▸ Available data
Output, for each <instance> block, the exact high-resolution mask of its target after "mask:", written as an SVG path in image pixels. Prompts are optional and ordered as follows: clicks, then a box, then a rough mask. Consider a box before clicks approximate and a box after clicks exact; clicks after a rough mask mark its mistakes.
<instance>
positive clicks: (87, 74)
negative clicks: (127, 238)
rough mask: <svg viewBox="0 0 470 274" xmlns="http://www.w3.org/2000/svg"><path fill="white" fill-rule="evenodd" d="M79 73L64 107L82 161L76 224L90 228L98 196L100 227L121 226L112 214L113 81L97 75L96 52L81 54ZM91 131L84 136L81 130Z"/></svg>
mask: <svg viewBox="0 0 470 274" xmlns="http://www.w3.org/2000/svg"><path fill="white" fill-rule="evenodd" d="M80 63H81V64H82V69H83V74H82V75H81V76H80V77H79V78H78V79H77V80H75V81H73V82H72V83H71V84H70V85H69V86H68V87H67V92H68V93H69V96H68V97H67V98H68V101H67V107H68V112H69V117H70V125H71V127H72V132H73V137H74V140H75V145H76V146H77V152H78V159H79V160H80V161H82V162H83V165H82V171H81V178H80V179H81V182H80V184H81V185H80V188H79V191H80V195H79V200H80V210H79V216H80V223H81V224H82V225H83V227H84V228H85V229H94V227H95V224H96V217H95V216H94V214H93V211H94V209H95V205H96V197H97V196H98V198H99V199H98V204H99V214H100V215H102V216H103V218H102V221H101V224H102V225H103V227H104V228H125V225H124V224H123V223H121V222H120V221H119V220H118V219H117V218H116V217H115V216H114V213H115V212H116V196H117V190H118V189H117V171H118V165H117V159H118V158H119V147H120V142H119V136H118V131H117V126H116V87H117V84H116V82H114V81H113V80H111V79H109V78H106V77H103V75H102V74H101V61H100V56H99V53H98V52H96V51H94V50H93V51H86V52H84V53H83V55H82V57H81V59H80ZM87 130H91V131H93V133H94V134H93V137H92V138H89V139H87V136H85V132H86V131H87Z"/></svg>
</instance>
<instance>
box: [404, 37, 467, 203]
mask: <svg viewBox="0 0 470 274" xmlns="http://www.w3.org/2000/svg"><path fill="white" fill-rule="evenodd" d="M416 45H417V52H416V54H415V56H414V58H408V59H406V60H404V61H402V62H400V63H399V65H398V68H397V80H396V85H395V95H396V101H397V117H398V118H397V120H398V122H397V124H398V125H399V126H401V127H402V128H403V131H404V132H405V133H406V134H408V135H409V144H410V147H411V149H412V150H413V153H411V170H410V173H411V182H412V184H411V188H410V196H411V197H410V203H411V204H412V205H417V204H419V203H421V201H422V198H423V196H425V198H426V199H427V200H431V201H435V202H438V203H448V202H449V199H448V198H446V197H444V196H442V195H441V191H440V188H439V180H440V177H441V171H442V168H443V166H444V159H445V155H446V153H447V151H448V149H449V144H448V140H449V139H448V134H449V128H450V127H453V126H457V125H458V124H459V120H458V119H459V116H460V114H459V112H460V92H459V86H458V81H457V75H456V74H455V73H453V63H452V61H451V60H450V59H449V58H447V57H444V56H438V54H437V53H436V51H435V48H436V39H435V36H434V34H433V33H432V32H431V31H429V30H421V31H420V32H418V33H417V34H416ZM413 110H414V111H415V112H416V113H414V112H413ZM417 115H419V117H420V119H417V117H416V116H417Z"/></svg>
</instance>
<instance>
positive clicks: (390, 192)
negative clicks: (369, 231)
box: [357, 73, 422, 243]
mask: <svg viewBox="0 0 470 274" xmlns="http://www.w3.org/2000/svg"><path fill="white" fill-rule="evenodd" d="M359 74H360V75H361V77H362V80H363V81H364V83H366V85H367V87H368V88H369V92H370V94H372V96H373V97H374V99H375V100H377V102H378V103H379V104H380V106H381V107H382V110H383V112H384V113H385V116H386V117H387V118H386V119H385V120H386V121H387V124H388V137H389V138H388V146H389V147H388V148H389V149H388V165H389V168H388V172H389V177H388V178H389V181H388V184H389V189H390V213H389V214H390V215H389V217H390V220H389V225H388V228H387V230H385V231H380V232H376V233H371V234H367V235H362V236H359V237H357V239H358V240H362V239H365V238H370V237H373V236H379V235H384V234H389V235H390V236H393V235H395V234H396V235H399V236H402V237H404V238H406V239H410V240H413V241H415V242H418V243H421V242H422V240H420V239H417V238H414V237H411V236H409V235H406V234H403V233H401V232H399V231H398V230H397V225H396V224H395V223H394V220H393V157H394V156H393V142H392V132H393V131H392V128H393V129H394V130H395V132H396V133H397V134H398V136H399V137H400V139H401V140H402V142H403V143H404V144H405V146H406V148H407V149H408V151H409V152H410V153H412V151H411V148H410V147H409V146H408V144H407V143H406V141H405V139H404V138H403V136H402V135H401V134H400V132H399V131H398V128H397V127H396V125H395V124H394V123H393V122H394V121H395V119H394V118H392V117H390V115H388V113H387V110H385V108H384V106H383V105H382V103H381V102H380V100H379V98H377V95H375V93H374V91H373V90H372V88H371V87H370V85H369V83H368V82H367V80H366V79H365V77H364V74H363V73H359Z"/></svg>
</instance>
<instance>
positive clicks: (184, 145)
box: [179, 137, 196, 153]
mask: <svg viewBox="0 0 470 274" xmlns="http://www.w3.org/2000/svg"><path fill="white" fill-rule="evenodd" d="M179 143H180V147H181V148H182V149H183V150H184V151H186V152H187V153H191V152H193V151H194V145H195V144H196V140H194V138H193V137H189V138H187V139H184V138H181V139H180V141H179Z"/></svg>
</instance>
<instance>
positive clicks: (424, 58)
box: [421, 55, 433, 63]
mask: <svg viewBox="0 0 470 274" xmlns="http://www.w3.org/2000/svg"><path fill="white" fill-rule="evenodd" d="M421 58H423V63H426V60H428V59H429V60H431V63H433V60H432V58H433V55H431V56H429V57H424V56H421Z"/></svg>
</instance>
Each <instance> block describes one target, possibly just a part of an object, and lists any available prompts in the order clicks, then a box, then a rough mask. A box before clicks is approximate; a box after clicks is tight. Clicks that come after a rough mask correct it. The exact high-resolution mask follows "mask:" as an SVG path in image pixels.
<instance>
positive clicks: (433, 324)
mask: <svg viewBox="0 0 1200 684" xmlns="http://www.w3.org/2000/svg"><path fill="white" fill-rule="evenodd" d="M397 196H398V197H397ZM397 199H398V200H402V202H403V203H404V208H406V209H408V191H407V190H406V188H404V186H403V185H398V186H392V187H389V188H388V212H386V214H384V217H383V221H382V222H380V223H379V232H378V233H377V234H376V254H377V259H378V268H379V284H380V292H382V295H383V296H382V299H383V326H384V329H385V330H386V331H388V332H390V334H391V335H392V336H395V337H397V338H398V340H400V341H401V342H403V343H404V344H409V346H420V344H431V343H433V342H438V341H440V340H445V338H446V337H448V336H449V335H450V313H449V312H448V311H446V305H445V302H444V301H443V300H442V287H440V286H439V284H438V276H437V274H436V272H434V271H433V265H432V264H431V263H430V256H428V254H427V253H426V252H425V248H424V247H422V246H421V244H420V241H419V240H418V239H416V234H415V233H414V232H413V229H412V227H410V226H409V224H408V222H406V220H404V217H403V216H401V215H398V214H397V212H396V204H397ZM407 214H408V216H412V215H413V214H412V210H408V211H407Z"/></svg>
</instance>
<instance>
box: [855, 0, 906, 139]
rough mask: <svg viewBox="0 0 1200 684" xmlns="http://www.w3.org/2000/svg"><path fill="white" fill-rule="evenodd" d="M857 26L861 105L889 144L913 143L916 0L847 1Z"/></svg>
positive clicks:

▸ Task prompt
Reproduce all of the data above, line for line and character for character, without changing anything.

▸ Response below
Output, for each <instance> block, the exact high-resolution mask of its target after "mask:", written as an SVG path in image pixels. Prompts are optional and ordered as follows: clicks, then a box, then a rough mask. Consider a box before clicks approximate and a box after clicks exact; clicks after a rough mask mark its mistakes.
<instance>
positive clicks: (87, 74)
negative clicks: (127, 238)
rough mask: <svg viewBox="0 0 470 274" xmlns="http://www.w3.org/2000/svg"><path fill="white" fill-rule="evenodd" d="M79 73L64 107L82 161L76 224L90 228L98 196L100 227L121 226L112 214L113 81L97 75L96 52L81 54ZM91 131L84 136L81 130Z"/></svg>
mask: <svg viewBox="0 0 470 274" xmlns="http://www.w3.org/2000/svg"><path fill="white" fill-rule="evenodd" d="M80 63H81V64H82V69H83V74H82V75H81V76H80V77H79V78H78V79H77V80H75V81H73V82H72V83H71V84H70V85H69V86H68V87H67V92H68V93H69V96H68V97H67V98H68V101H67V107H68V112H69V117H70V125H71V127H72V132H73V137H74V140H75V145H76V146H77V152H78V159H79V160H80V161H82V162H83V165H82V171H81V178H80V179H81V182H80V184H81V185H80V188H79V191H80V195H79V200H80V210H79V216H80V223H81V224H82V225H83V227H84V228H85V229H94V227H95V224H96V217H95V216H94V214H93V211H94V209H95V205H96V197H97V196H98V198H99V199H98V204H99V214H100V215H102V216H103V218H102V221H101V224H102V225H103V227H104V228H125V225H124V224H123V223H121V222H120V221H119V220H118V219H117V218H116V217H115V216H114V213H115V212H116V196H117V190H118V189H117V171H118V165H117V159H118V158H119V147H120V142H119V136H118V131H117V126H116V87H117V84H116V82H114V81H113V80H111V79H109V78H106V77H103V75H102V74H101V61H100V56H99V53H98V52H96V51H94V50H93V51H86V52H84V53H83V55H82V57H81V59H80ZM87 130H91V131H93V133H94V134H93V137H92V138H89V139H87V136H85V132H86V131H87Z"/></svg>
</instance>
<instance>
box: [404, 37, 467, 203]
mask: <svg viewBox="0 0 470 274" xmlns="http://www.w3.org/2000/svg"><path fill="white" fill-rule="evenodd" d="M416 45H417V52H416V54H415V56H414V58H408V59H406V60H404V61H402V62H400V63H399V65H398V68H397V80H396V85H395V95H396V101H397V117H398V118H397V120H398V122H397V124H398V125H399V126H401V127H402V128H403V131H404V132H405V133H406V134H408V135H409V144H410V147H411V149H412V150H413V153H411V170H410V173H411V182H412V184H411V188H410V196H411V197H410V203H411V204H412V205H417V204H419V203H421V201H422V198H423V196H425V198H426V199H427V200H431V201H435V202H438V203H448V202H449V199H448V198H446V197H444V196H442V195H441V191H440V188H439V180H440V177H441V171H442V168H443V166H444V159H445V155H446V153H447V151H448V149H449V144H448V140H449V139H448V134H449V128H450V127H453V126H457V125H458V124H459V120H458V119H459V116H460V114H459V112H460V92H459V86H458V81H457V75H456V74H455V73H453V63H452V61H451V60H450V59H449V58H447V57H444V56H438V54H437V53H436V51H435V48H436V39H435V36H434V34H433V33H432V32H431V31H429V30H421V31H420V32H418V33H417V34H416ZM413 110H414V111H415V112H416V113H414V112H413ZM417 115H419V117H420V119H417V117H416V116H417Z"/></svg>
</instance>
<instance>
positive clicks: (390, 192)
negative clicks: (369, 231)
box: [357, 73, 422, 243]
mask: <svg viewBox="0 0 470 274" xmlns="http://www.w3.org/2000/svg"><path fill="white" fill-rule="evenodd" d="M359 74H360V75H361V77H362V80H363V81H364V83H366V85H367V87H368V88H369V92H370V94H372V96H373V97H374V99H375V100H377V102H378V103H379V104H380V106H381V107H382V110H383V112H384V113H385V116H386V117H387V118H386V119H385V120H386V121H387V124H388V137H389V138H388V146H389V147H388V148H389V149H388V165H389V168H388V172H389V177H388V178H389V181H388V184H389V189H390V213H389V214H390V215H389V217H390V220H389V225H388V228H387V230H385V231H380V232H376V233H371V234H367V235H362V236H359V237H357V239H358V240H362V239H365V238H370V237H373V236H379V235H384V234H389V235H390V236H393V235H395V234H396V235H399V236H402V237H404V238H406V239H410V240H413V241H415V242H418V243H421V242H422V240H420V239H417V238H414V237H411V236H409V235H406V234H403V233H401V232H399V231H398V230H397V225H396V224H395V223H394V220H393V157H394V156H393V142H392V132H393V131H392V128H393V129H394V130H395V132H396V133H397V134H398V136H399V137H400V139H401V140H402V142H403V143H404V144H405V146H406V148H407V149H408V151H409V152H410V153H412V151H411V148H410V147H409V146H408V144H407V143H406V141H405V139H404V138H403V136H402V135H401V134H400V132H399V131H398V128H397V127H396V125H395V124H394V123H393V122H394V121H395V119H394V118H392V117H390V115H388V113H387V110H385V108H384V106H383V105H382V103H381V102H380V100H379V98H377V95H375V93H374V91H373V90H372V88H371V87H370V85H369V83H368V82H367V80H366V79H365V77H364V74H363V73H359Z"/></svg>
</instance>
<instance>
positive clicks: (184, 145)
box: [179, 137, 196, 153]
mask: <svg viewBox="0 0 470 274" xmlns="http://www.w3.org/2000/svg"><path fill="white" fill-rule="evenodd" d="M179 143H180V147H181V148H182V149H183V150H184V151H186V152H187V153H191V152H193V151H194V145H195V144H196V140H194V138H193V137H189V138H187V139H184V138H181V139H180V141H179Z"/></svg>
</instance>
<instance>
positive clicks: (424, 58)
box: [421, 55, 433, 63]
mask: <svg viewBox="0 0 470 274" xmlns="http://www.w3.org/2000/svg"><path fill="white" fill-rule="evenodd" d="M421 58H423V63H426V60H428V59H429V60H431V63H433V60H432V58H433V55H431V56H429V57H424V56H421Z"/></svg>
</instance>
Each <instance> block describes one target, possibly just a part of an object, and lists any available prompts in the order clicks, then a box, then a rough mask. A box before clicks is approximate; a box after clicks is tight. Clicks that come after a rough mask correct it. The exact high-resolution mask follows "mask:" as an SVG path in image pixels.
<instance>
positive clicks: (433, 324)
mask: <svg viewBox="0 0 1200 684" xmlns="http://www.w3.org/2000/svg"><path fill="white" fill-rule="evenodd" d="M397 196H398V197H397ZM397 199H398V200H402V202H403V203H404V208H406V209H408V191H407V190H406V188H404V186H403V185H398V186H392V187H389V188H388V212H386V214H384V217H383V221H382V222H380V223H379V232H378V233H377V234H376V254H377V259H378V268H379V284H380V292H382V295H383V296H382V299H383V326H384V329H385V330H386V331H388V332H390V334H391V335H392V336H395V337H397V338H398V340H400V341H401V342H403V343H404V344H409V346H420V344H431V343H433V342H438V341H440V340H445V338H446V337H448V336H449V335H450V313H449V312H448V311H446V305H445V302H444V301H443V300H442V287H440V286H439V284H438V276H437V274H436V272H434V271H433V265H432V264H431V263H430V256H428V254H427V253H426V252H425V248H424V247H422V246H421V244H420V241H419V240H418V239H416V234H415V233H414V232H413V229H412V227H410V226H409V224H408V222H406V220H404V217H403V216H401V215H398V214H397V212H396V204H397ZM407 214H408V216H412V215H413V214H412V210H408V211H407Z"/></svg>
</instance>
<instance>
box: [855, 0, 906, 139]
rough mask: <svg viewBox="0 0 1200 684" xmlns="http://www.w3.org/2000/svg"><path fill="white" fill-rule="evenodd" d="M857 26L861 105L889 144L913 143L916 0L847 1Z"/></svg>
positive clicks:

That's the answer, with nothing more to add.